## Data shown
-------------------------

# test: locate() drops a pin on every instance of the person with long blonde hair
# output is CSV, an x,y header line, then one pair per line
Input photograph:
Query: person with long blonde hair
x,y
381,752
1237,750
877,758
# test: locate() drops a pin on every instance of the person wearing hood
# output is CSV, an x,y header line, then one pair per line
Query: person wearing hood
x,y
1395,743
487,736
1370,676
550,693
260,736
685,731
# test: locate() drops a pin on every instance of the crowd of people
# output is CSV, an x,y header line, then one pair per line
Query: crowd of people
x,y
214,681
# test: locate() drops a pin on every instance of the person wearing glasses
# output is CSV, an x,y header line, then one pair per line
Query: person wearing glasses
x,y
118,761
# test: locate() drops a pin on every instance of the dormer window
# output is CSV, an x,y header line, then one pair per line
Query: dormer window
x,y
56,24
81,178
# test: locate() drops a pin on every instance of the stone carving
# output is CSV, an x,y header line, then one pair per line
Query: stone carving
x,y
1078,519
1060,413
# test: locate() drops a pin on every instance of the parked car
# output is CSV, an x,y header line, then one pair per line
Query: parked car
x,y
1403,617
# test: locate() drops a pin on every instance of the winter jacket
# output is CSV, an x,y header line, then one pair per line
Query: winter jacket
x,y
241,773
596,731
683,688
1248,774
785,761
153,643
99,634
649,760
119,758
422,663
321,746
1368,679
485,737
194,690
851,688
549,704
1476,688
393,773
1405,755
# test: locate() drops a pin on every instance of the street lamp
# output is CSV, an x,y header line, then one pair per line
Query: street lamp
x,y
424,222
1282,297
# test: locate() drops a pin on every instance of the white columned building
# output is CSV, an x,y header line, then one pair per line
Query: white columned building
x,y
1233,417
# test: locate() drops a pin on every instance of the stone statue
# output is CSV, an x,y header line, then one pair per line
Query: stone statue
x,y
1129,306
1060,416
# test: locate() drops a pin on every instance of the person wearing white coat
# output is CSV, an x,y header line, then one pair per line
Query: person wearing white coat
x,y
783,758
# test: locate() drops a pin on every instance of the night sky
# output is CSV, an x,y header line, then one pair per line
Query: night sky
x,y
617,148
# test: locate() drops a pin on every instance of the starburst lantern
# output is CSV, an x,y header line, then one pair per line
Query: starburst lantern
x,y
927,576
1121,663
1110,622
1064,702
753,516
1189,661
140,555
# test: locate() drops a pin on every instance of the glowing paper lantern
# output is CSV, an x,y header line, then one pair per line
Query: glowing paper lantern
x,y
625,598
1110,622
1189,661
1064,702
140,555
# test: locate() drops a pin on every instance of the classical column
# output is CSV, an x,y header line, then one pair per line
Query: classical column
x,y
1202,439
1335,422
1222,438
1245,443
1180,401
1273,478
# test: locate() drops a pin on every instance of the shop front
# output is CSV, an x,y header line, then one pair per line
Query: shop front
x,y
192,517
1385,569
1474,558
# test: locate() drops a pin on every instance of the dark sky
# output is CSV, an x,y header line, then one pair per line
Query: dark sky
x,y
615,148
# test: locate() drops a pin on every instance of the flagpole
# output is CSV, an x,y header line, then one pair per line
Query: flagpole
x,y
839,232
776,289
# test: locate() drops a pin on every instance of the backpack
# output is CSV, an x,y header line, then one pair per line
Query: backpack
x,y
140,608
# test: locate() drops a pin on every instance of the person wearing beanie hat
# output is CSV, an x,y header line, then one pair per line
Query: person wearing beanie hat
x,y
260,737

-------------------------

## Exercise aim
Set down every record above exactly as given.

## Task answer
# test: locate() drops a pin on every instance of the person with long blonde hair
# output is CSV, an x,y header line, then one pair per line
Input photograph:
Query: person with long blonde hair
x,y
381,752
1237,750
877,758
# test: locate() drops a pin on every instance of the person wearing hood
# output is CSV, an x,y header line, then one pair per line
Query: person wearing hood
x,y
1395,743
487,736
1370,676
550,693
260,736
685,731
# test: locate() drops a pin on every instance of the crowd of people
# output is CSV, an x,y header line, then one pair per line
Query: crowd of people
x,y
214,681
# test: locate() drops a pin on every instance of the person wearing glasses
# output is CSV, an x,y header line, then one pair per line
Query: person wearing glasses
x,y
118,761
# test: locate() drops a pin on every instance of the dormer window
# output is CSV, an x,y header line, then one pair per line
Query: dormer window
x,y
56,24
81,178
# test: locate() drops a pin on every instance of the stone carving
# output is CSV, an x,y header line, then one pair per line
Query: stone carving
x,y
1078,519
1060,413
# test: locate() drops a pin on every instance of the parked car
# output is CSV, an x,y header line, then one pair per line
Query: parked car
x,y
1403,617
# test: locate() drops a pin on every instance of the winter jacket
# output is CSV, an x,y header line, then one pair per line
Query: winter jacket
x,y
241,773
596,731
683,688
1248,774
785,761
153,643
99,634
649,760
119,758
422,663
321,746
1368,679
485,737
194,690
851,688
549,704
1476,688
393,773
1405,755
# test: locate() drops a pin on every instance of the street lamp
# output is CSV, an x,y header line, then one pair per line
Query: street lamp
x,y
424,222
1282,297
# test: locate() drops a pin on every instance of the white columned building
# output is CSV, an x,y header line, then one pair per line
Query: white columned building
x,y
1233,417
# test: locate() drops a pin on every instance of the stone statue
# output is CSV, an x,y header line, then one pair per line
Query: stone statue
x,y
1129,306
1060,416
# test: locate() drops a pin on every instance of the person wearing white coat
# output is CSV, an x,y header line, then one pair per line
Query: person wearing white coat
x,y
783,758
# test: locate() drops a pin on every instance of the night sky
# output is CSV, an x,y header line, then one pair per line
Query: night sky
x,y
617,148
# test: locate() drops a pin on every instance of the starburst lantern
# output is CSV, an x,y header line, then one pair per line
Query: starburst lantern
x,y
927,576
1121,663
1110,622
1064,702
753,516
1189,661
140,555
# test: locate() drops a pin on every instance of the glowing paper lantern
# output is CSV, an x,y header line, then one pair per line
Query: glowing paper lantern
x,y
625,598
1110,622
1189,661
1064,702
140,555
# test: locate() drops a pin on every instance of the classical column
# output is CSV, an x,y header line, then one pair per line
Query: classical column
x,y
1202,439
1335,422
1222,438
1245,443
1180,401
1273,478
# test: locate() drops a pin on every instance of the shop front
# output is CSV, an x,y header line, then one pair per line
Query: shop front
x,y
192,517
1385,569
1474,558
# test: locate() drops a pin on every instance of the dark sky
# output is CSV, an x,y header line, then one pair per line
Query: dark sky
x,y
615,148
# test: locate() drops a pin on every instance of the flagpole
# output is CSV, an x,y header line, then one pair per line
Query: flagpole
x,y
839,232
776,289
# test: locate() drops a pin on every instance of the backpack
# output is CSV, an x,y header line, then one pair per line
Query: backpack
x,y
140,608
# test: locate() drops a pin on every instance of the person wearing beanie hat
# output is CSV, an x,y header line, then one pair per line
Query: person wearing beanie hat
x,y
260,737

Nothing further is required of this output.